| WHAT IS BEING ASKED |
Copy each line exactly. Leave nothing out.

## START

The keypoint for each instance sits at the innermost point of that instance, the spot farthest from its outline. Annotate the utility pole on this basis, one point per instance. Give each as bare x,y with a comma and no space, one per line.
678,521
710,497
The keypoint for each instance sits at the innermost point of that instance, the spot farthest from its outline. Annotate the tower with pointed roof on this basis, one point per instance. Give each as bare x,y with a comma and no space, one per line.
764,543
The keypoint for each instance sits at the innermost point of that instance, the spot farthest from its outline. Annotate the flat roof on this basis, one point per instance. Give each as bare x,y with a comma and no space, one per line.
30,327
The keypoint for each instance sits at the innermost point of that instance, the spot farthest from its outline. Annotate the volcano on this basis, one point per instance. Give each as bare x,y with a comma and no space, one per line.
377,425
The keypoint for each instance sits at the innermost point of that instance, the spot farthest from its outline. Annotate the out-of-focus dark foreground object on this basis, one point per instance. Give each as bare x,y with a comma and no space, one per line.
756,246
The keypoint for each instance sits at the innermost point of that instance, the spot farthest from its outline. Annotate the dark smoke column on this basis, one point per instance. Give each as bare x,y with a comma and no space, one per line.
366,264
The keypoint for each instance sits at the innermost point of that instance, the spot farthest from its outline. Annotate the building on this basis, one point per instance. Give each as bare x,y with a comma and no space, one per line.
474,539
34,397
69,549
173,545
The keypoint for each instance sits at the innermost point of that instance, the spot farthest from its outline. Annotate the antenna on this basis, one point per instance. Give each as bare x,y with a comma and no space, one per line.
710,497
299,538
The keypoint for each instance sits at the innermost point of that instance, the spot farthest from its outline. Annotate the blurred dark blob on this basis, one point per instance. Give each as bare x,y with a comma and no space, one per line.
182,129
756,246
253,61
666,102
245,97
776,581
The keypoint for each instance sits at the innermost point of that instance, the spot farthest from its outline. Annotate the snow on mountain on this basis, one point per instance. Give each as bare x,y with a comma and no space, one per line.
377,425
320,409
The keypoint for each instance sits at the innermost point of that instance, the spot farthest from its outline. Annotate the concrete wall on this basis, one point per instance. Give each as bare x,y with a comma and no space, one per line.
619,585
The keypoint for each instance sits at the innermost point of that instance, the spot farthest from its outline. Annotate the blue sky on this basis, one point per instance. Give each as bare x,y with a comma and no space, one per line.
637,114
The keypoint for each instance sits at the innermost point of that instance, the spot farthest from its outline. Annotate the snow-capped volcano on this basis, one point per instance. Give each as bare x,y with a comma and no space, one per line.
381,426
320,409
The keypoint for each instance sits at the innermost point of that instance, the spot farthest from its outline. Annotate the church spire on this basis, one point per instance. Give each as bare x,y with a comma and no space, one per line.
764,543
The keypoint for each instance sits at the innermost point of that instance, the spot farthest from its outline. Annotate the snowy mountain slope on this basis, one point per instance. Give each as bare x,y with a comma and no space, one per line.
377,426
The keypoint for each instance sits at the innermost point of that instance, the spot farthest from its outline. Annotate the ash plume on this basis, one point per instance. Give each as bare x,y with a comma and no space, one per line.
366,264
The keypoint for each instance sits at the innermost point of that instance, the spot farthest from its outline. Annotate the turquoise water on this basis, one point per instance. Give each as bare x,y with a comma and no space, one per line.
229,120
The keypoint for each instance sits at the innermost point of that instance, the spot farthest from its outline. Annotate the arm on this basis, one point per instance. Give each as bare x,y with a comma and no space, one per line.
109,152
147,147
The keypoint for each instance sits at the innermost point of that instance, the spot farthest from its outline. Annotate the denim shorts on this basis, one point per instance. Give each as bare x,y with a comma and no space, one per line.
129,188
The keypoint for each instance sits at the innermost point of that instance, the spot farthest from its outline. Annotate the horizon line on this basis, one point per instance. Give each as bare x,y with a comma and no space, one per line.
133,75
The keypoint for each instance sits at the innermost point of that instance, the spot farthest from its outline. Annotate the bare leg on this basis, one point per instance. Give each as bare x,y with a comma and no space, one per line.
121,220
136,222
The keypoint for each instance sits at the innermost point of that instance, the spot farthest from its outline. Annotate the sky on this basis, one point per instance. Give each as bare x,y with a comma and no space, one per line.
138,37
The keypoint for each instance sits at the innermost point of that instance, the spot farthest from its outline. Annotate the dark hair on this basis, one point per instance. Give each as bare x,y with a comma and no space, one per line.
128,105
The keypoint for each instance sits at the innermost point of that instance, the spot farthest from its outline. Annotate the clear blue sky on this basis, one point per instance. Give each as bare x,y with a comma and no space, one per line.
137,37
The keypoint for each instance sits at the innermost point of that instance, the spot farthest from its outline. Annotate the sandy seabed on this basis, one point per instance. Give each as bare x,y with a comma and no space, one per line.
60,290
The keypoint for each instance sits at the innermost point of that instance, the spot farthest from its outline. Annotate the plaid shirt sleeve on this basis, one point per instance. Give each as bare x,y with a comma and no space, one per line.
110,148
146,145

## END

| RESPONSE BELOW |
The keypoint for each instance sits at the innermost point of that instance, the spot farthest from its outline. Annotate the utility pole on this basis, one point per instance. Give each as bare x,y with a comma and no space, one per line.
678,521
710,497
The keypoint for each instance sits at the innermost point of that instance, the spot farthest from its outline. Annotate the tower with pointed roof on this basis, one point per instance. Give each as bare x,y with a comma and no space, one per line.
764,543
The keypoint for each instance sits at the innermost point of that instance, the spot farthest from its outline. Annotate the flat roof on this basis, one point per instance. Give each as bare x,y with a comma and no space, one per line.
30,327
The keypoint for each instance sits at the innermost point of that instance, the spot farthest from its outline. Annotate the volcano on this basis, one point per instance. Give each as bare x,y with a comma and no space, one per line.
377,425
The keypoint for each instance sits at the innermost point of that instance, the spot farthest from its outline. Annotate the out-of-focus dark foreground object on this basis, one point per instance. Give each as bare x,y with a comma and no space, one per line.
756,246
The keypoint for each instance sits at the innermost point of that instance, the spot farthest from its outline. Annotate the dark smoke column on this basis, one point per instance. Give each as bare x,y with a comma and no space, one per line.
366,264
The keypoint for each instance sits at the innermost point of that instance, the spot farthest from its outline. Annotate the building on this basis, one point per instance. Give each as bare x,y with a comma and no space, one per line.
474,539
34,397
69,549
173,545
The keypoint for each instance sits at the innermost point of that instance, the spot farthest from its outline. Annotate the antenna on this basis, one point per instance. Give each as bare x,y with a comma and no space, one per line.
710,497
299,538
The keypoint for each instance sits at the innermost point of that instance, the spot farthest from its outline. Annotate the blurred dark blob on this basis, one point per instance. Give each as bare x,y with a comma and no space, one per line.
182,129
756,246
253,61
666,102
245,97
776,581
The keypoint for each instance sits at the innermost point of that instance, the spot farthest from its outline. Annotate the snow on mountain on this basis, one point per instance. Give each as bare x,y with a comma and no space, one per line.
377,425
320,409
The keypoint for each instance sits at the innermost point of that instance, the spot farthest from its outline. Annotate the concrete wall on this basis, one point per instance. Give each as bare x,y with a comma and no space, one per line.
619,585
The keypoint for each instance sits at the innermost point of that instance, the spot farthest from its outline. Annotate the blue sky on this basis, one point per instance. Give each as bare x,y with a comma and no space, one per line.
637,114
The keypoint for each instance sits at the innermost point of that instance, the spot farthest from its outline. Annotate the snow-capped volcano on this basis, one point per instance. Give each as bare x,y with a comma and no space, one per line.
381,426
320,409
The keypoint for each instance sits at the innermost point of that instance, the spot farthest from its outline. Annotate the church spire on this basis, one point per instance. Give each as bare x,y with a comma and no space, one per line.
764,543
The keypoint for each instance sits at the innermost point of that instance, the spot farthest from its outline. Annotate the snowy mountain slope on this basis, one point per instance. Give each as bare x,y with a comma and no space, one per line.
377,426
The keypoint for each instance sits at the innermost point of that instance, the spot farthest from its outline. Annotate the ash plume on this basis, one point per instance. Give each as bare x,y with a comma and no space, one per line.
366,264
The keypoint for each instance sits at the innermost point of that instance, the spot farthest from its outline. Annotate the turquoise water on this basis, one point per instance. Give each as bare x,y with a comma and no space, one per line.
229,120
The keypoint for each instance sits at the innermost point of that instance, the spot farthest from its outline. Annotate the arm on this basis, one point per instance. Give each as bare x,y with a comma and no space, one per line.
109,152
147,147
The keypoint for each instance sits at the innermost point of that instance, the spot farthest from its outline. Annotate the denim shorts on this basis, one point per instance. Give each as bare x,y with a comma and no space, one per line.
129,188
The keypoint for each instance sits at the innermost point of that instance, the spot farthest from its outline. Annotate the horizon line on this basis, one point per instance. Give each as bare x,y with a comma and no space, one per line.
133,75
The keypoint for each instance sits at the innermost point of that instance, the spot farthest from its outline. Annotate the bare leg on this basis, one point per instance. Give each as bare x,y with a comma and no space, one per line.
121,220
136,222
The keypoint for each instance sits at the innermost point of that instance, the spot farthest from its outline. Annotate the sky on this basis, one point per instance. Give each as bare x,y with a comma and no space, one per line.
138,37
The keypoint for each instance sits at the innermost point of that instance, the spot farthest from its outline. Annotate the dark hair on this basis, one point per instance. Give each as bare x,y with a comma and no space, one per line.
128,105
The keypoint for each instance sits at the innermost point of that instance, the spot farthest from its outline. Annotate the clear blue sky on this basis, one point per instance. Give each as bare x,y with a comma and no space, one per line.
137,37
The keypoint for each instance sits at the innermost point of that instance, the spot farthest from its outline. Annotate the sandy seabed on this basis, one point per instance. Give each as bare x,y with a comma and no space, one per line.
60,290
The keypoint for each instance sits at the innermost point of that instance, the spot farthest from its outline. Annotate the plaid shirt sleeve on this basis, one point per instance. Give each as bare x,y with a comma and no space, one per line.
110,148
146,145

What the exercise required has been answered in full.